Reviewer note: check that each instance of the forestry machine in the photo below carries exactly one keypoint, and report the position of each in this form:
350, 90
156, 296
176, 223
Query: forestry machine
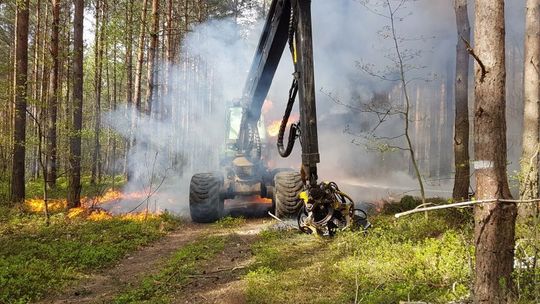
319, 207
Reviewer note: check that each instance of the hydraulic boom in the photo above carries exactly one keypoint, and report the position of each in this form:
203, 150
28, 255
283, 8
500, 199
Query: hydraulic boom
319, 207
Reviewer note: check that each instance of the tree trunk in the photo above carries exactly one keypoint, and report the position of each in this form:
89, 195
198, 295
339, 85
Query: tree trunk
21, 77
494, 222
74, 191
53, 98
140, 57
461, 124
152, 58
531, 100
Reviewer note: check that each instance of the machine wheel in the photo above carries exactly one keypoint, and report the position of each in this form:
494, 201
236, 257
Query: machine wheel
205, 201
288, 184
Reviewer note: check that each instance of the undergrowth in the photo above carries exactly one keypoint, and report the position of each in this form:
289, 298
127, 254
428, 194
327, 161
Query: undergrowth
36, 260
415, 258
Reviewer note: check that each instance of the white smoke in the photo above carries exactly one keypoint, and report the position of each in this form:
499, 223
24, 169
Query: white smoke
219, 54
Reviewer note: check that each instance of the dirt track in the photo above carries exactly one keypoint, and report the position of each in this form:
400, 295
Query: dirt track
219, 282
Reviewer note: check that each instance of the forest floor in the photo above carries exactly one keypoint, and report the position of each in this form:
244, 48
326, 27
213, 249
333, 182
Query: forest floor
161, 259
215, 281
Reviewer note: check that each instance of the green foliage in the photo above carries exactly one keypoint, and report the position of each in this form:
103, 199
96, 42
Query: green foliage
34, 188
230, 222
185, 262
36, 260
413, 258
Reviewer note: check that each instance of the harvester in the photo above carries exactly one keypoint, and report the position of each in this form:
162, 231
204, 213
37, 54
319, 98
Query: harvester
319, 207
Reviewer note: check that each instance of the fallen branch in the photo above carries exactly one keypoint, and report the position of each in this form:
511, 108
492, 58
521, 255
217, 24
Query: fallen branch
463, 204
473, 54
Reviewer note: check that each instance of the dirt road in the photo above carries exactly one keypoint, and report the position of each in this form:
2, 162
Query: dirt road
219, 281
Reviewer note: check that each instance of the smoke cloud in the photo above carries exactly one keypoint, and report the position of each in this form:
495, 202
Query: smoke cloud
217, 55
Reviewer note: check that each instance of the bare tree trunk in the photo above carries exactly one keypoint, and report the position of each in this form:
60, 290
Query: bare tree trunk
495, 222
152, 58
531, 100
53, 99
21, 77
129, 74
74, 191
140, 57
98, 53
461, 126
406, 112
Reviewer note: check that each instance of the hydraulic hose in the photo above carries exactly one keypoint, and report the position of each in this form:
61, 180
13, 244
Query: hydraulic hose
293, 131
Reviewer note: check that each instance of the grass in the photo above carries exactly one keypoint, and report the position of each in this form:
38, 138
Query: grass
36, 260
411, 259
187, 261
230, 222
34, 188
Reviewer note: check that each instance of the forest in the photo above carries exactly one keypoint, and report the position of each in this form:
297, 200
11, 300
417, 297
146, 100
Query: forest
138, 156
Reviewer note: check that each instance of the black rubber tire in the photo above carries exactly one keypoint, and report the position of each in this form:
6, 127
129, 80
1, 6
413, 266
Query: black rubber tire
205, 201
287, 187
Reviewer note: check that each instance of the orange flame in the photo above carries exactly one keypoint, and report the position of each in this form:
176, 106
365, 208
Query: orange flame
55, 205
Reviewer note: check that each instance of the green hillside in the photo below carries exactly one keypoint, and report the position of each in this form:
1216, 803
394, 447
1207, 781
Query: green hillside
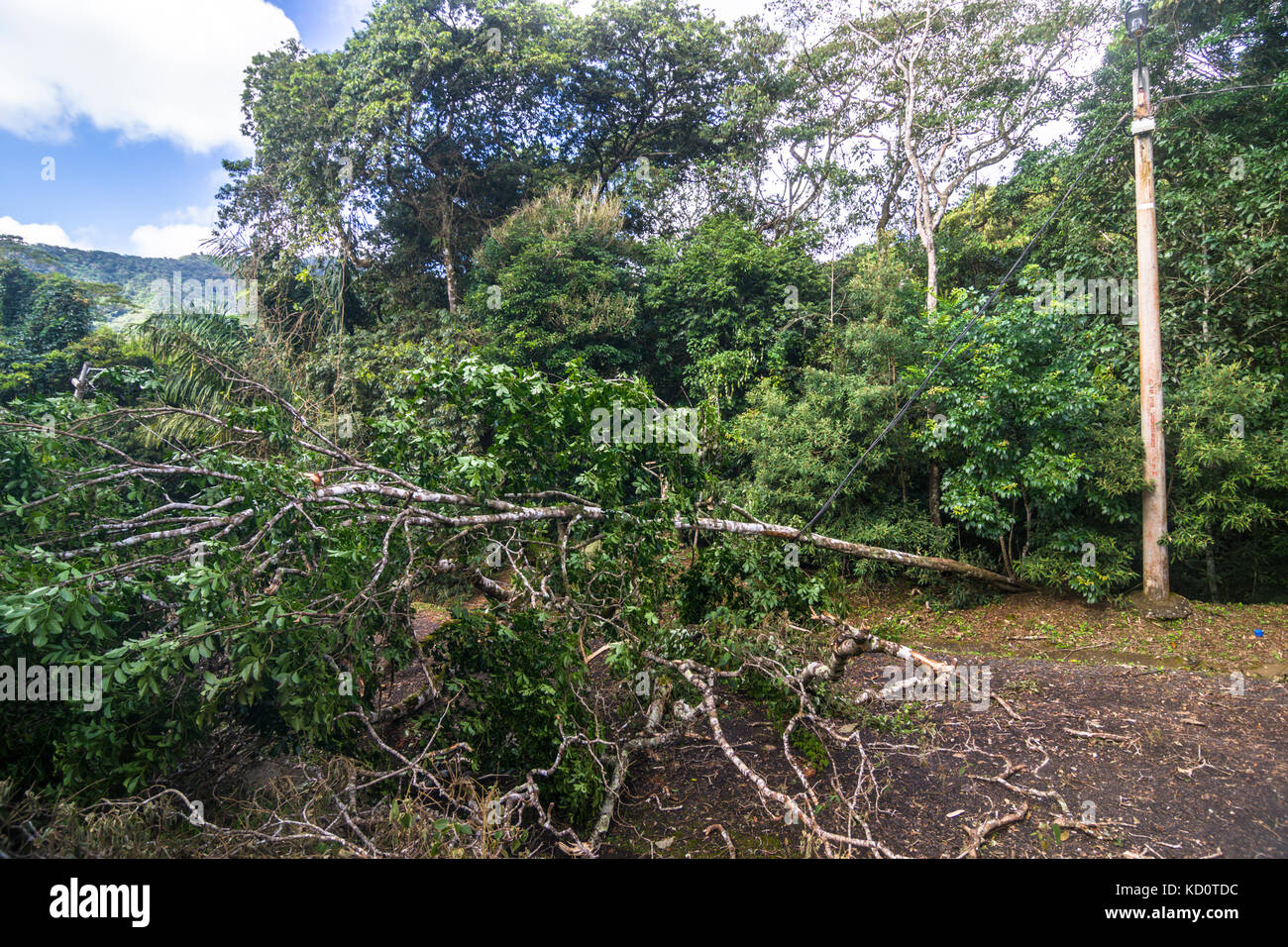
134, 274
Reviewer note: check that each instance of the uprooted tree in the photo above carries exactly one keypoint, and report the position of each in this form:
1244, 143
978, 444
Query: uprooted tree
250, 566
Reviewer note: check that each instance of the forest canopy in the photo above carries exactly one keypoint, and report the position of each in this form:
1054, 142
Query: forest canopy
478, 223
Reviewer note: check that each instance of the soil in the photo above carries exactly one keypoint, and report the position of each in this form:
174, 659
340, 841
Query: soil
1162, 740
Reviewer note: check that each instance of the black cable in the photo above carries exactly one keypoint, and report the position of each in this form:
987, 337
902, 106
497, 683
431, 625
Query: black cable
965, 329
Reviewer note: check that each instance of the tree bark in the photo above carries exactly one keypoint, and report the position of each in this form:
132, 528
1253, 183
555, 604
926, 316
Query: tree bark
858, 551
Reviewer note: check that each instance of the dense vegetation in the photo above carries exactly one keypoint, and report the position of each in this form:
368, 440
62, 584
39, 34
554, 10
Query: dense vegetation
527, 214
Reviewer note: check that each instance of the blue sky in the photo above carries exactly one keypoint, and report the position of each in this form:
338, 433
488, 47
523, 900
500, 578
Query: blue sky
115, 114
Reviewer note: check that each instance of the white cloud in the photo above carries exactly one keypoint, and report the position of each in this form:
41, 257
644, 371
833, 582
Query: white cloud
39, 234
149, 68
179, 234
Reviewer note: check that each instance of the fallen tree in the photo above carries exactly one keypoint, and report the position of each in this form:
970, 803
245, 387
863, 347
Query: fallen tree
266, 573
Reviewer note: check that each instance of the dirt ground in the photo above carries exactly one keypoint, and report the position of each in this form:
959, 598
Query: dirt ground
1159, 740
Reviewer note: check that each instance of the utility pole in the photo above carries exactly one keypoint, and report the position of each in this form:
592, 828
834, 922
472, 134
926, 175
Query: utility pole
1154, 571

• [EXERCISE DIRECTIONS]: What is needed is an exact reproduction of the data, pictures excluded.

• [FULL RESPONSE]:
Reviewer note: check that each instance of the forestry machine in the photo below carries exactly one keypoint, and report the position of each in this form:
350, 90
156, 296
176, 223
Query: forestry machine
319, 207
Reviewer note: check that each instance of the hydraulic boom in the photo above carries exactly one keypoint, and report the position of each in this form:
203, 150
28, 255
283, 8
500, 199
Query: hydraulic boom
319, 207
Reviewer note: check that each instance of the tree trunk in the photo above carries exactly one keypoint, and report the position of each in this form:
89, 195
198, 295
339, 85
Query: tree trunk
21, 77
494, 222
74, 191
53, 98
140, 57
461, 124
152, 58
531, 100
Reviewer note: check that each instance of the machine wheel in the photo above carries exactly one keypoint, and report the position of each in this form:
494, 201
236, 257
Query: machine wheel
205, 201
288, 184
Reviewer note: check that each instance of the undergrowth in the photo above carries exactly one keypoint, and report the position of each in this form:
289, 298
127, 254
428, 194
327, 161
Query: undergrowth
36, 260
415, 258
Reviewer note: check that each instance of the white smoke in the photo above carries exactly one keypoint, and report the position of each in this form:
499, 223
24, 169
Query: white smoke
219, 54
Reviewer note: check that each instance of the dirt track in the photo above carries exactly one keypoint, and report the position of each in this form:
400, 295
Query: dirt track
219, 282
Reviewer note: check that each instance of the forest floor in the photo above carries exactly one keypoint, and report the position of each in this form:
244, 48
326, 27
213, 249
333, 182
Query: forest floor
161, 259
215, 281
Reviewer note: check that each instance of the green foliage in the photo above carries exactly one keypoint, and report the position of each in this form:
103, 199
96, 42
Query: green foliage
34, 188
230, 222
185, 262
36, 260
413, 258
Reviewer note: check that each instance of the harvester in the photo above carries exactly one keypoint, and report the position of each in this form:
162, 231
204, 213
37, 54
319, 98
Query: harvester
319, 207
Reviewer note: check that each instance of the fallen branch in the photo above carries exactly one keypoint, and report the position of each in this form:
511, 108
492, 58
521, 255
217, 24
Query: fallen branch
463, 204
473, 54
Reviewer note: check that each instance of the dirt road in the photo above carries exactly one keypoint, and report the position of each in this form:
2, 162
Query: dirt road
219, 281
Reviewer note: check that each instance of the smoke cloud in the photo above carries exactly one keypoint, and report the position of each in this form:
495, 202
Query: smoke cloud
217, 55
Reviewer note: check that each instance of the bare tree trunk in the photo above carries exactly one keypoint, and report the position of each in this form:
60, 290
Query: bare tree trunk
495, 222
152, 58
531, 100
53, 99
21, 77
129, 74
74, 191
140, 57
98, 53
461, 126
406, 112
Reviewer note: check that each instance of the hydraulic hose in the photo above carries exactly one keypoint, and report the position of each in this form:
61, 180
13, 244
Query: hydraulic hose
293, 131
Reviewer note: check that each instance of the grass in the photo above carries exactly one keypoint, and report the position of each in this form:
38, 138
Query: grass
36, 260
411, 259
187, 261
230, 222
34, 188
Reviewer note: check that each instance of the forest in the photo above carries exactly one keypoint, and report the position of each in this form:
297, 200
11, 300
417, 297
146, 100
Query: forest
138, 156
Reviewer note: check that each instance of the black rubber tire in the photo above carries exactly one keypoint, and report the position of each in this form:
6, 127
129, 80
1, 6
413, 266
Query: black rubber tire
205, 201
287, 187
Reviewer note: check that each instance of the orange flame in the photo above carries exactly one keypoint, and report the position of each in this form:
176, 106
365, 208
Query: orange flame
55, 205
Reviewer note: check that each instance of the green hillside in the photo below carries exactly one keypoint, and report the position of each in this form:
1216, 803
394, 447
1207, 781
Query: green hillside
134, 274
Reviewer note: check that each instance of the uprooted tree in the photo above carries exactly one keypoint, and report the position of each in this form:
1244, 143
978, 444
Query: uprooted tree
250, 566
Reviewer note: check that each instance of the forest canopy in the photo above carries exactly one keypoint, and report the position of each in this form:
1054, 142
Query: forest canopy
478, 223
Reviewer note: check that each instance of the soil in the photo above carries exactly one keypoint, and report the position of each in this form:
174, 659
340, 841
Query: soil
1162, 740
Reviewer note: check that each instance of the black cable in the photo above carries exactly one keypoint, and report the position of each in this form:
987, 337
902, 106
497, 683
431, 625
Query: black cable
965, 329
Reviewer note: check that each instance of the tree bark in the photo above carries exactly one keypoint, and report the position of each in this form:
132, 528
1253, 183
555, 604
926, 316
Query: tree bark
858, 551
Reviewer note: check that each instance of the dense vegetation in the photo above carries exactly one keypoint, and report the position of each in this form:
368, 440
62, 584
39, 34
554, 10
Query: dense vegetation
527, 214
Reviewer note: check that each instance of the blue sky in the photo above carries exactly one keypoint, and report the position of each in this form:
338, 433
488, 47
523, 900
500, 578
Query: blue sky
115, 114
Reviewer note: check that each instance of the white cloud in the photo above carries exactly one keypoint, and report the position of each in this form:
41, 257
644, 371
833, 582
Query: white cloud
39, 234
149, 68
179, 234
Reviewer note: check that each instance of the fallen tree in the photo above carries exactly one keypoint, and report the position of each in this form:
970, 803
245, 387
863, 347
Query: fallen tree
266, 573
Reviewer note: check that each instance of the dirt ground in the photo above carries exactly one keypoint, and report the position of each in this form:
959, 598
Query: dirt ground
1159, 740
Reviewer note: check that each instance of the utility pole in the photo above carries exactly one keypoint, and report the position of each in this form:
592, 828
834, 922
472, 134
926, 175
Query: utility pole
1154, 571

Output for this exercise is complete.